--- START ---
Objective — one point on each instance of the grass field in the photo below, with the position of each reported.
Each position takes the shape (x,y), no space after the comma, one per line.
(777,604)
--- END ---
--- START ---
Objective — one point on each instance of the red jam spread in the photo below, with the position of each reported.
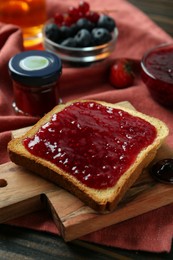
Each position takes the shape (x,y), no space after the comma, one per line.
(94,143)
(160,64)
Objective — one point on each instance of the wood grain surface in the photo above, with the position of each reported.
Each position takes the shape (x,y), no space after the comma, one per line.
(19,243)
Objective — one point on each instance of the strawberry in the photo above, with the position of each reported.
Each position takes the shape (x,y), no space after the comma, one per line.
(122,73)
--- END ---
* **The problem**: Please state the number of lines in the data above that hold the word "point", without any other text.

* **Your solution**: 4